- [What to do]: Retyping the records exactly, down to the last line, is the whole job.

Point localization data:
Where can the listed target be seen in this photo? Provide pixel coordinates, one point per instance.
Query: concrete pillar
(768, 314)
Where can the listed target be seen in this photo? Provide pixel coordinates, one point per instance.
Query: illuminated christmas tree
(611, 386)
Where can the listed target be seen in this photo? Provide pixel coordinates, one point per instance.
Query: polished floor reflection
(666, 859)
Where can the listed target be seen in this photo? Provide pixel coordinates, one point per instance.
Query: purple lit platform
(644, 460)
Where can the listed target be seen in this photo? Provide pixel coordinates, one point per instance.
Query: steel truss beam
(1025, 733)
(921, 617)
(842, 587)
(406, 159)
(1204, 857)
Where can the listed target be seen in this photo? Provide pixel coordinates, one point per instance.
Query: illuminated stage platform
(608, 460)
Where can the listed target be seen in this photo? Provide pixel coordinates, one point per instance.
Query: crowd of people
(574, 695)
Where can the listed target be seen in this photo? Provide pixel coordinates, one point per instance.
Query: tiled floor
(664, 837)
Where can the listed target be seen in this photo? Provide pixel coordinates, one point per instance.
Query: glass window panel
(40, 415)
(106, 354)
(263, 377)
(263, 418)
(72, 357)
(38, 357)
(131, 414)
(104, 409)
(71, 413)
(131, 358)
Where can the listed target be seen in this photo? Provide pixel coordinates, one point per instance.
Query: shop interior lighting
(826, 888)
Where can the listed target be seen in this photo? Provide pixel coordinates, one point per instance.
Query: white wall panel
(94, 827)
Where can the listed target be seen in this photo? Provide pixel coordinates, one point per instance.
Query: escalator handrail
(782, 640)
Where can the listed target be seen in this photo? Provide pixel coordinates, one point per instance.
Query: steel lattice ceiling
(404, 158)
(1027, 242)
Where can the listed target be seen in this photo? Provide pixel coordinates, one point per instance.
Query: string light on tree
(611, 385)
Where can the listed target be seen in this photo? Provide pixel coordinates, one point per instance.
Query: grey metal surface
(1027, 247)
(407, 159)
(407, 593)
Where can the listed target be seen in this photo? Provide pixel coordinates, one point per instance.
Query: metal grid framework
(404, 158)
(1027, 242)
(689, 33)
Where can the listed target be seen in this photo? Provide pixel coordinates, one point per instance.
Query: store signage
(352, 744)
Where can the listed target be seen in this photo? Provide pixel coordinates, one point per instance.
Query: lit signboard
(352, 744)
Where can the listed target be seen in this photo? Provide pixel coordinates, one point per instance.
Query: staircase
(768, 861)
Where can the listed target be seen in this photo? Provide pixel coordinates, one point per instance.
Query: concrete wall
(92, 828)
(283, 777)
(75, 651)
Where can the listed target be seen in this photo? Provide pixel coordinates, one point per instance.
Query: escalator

- [Result of the exercise]:
Where can the listed target be seen in this photo? Provide pixel coordinates, one point per instance.
Query: concrete pillar
(768, 314)
Where can the listed target be seen in this photo? Provide pixel coordinates, one point per instance.
Query: illuminated christmas tree
(611, 386)
Where can the listed target be seen in this photo? Provide pixel coordinates, one point per instance.
Query: polished floor reflection
(666, 859)
Where can the listed target be seen in this photo? Provide pixel coordinates, one point per instance.
Query: purple lit platform
(644, 460)
Where can the listed target be seen in this photo? Provide pixel coordinates, one point per instance.
Query: steel truss beam
(1025, 733)
(921, 617)
(842, 587)
(406, 159)
(1204, 857)
Where can the listed target be seen in this photo? Provide pixel coordinates, one point per instance.
Query: illuminated stage platform
(608, 460)
Where can the listed target be seen in this photo? Provide pixel coordinates, one point per instance.
Query: crowd of people
(574, 695)
Where can the listed target be seen in this photo? Provide pixel coordinates, one point per instance.
Query: tiled floor
(664, 837)
Where can the listed target be seen in this photo? Provide pixel coordinates, one point per instance.
Query: glass window panel
(40, 415)
(106, 354)
(263, 377)
(263, 418)
(72, 357)
(38, 357)
(131, 414)
(104, 409)
(71, 413)
(131, 358)
Where can the listed target be seen in this photo? Provide pixel coordinates, one point per instance.
Query: shop interior lighting
(826, 888)
Where can the listed target be seen in this photo? Provide pixel coordinates, one point per instance.
Query: white wall panel
(94, 827)
Where can the listed target be seen in this photo? Provide pixel coordinates, one point per instance.
Query: escalator handrail
(782, 640)
Where can the listed target be seen in this photo? Provide pixel coordinates, one point per instance.
Query: steel lattice ceiling
(404, 158)
(1027, 242)
Where can the listed target be seen in this photo? Provide pixel coordinates, one point per instance.
Query: string light on tree
(611, 385)
Where can the listed target be seen in this photo? Provide pixel coordinates, one point per instance.
Query: grey metal surface
(1027, 247)
(407, 159)
(407, 593)
Where can the listed target be seen in this photo? Provide pixel coordinates, one point per instance.
Query: metal grid framework
(404, 158)
(1027, 242)
(689, 33)
Where can the listed target be seen in this photo? Provide pixel coordinates, one point per instance.
Query: store signage
(352, 744)
Where can the listed target be seen in this photo? Provide pixel coordinates, one point per instance.
Query: lit signboard
(352, 744)
Where can the listed target be seen in this photo? Provide pixel coordinates, one point per instance.
Query: staircase
(768, 861)
Where can the listed target be seen in this photo? Provide pixel coordinates, one point per instance.
Query: concrete wall
(92, 828)
(283, 777)
(75, 651)
Where can the listed target be seen in this photo? Provide pixel coordinates, one point per instance.
Query: escalator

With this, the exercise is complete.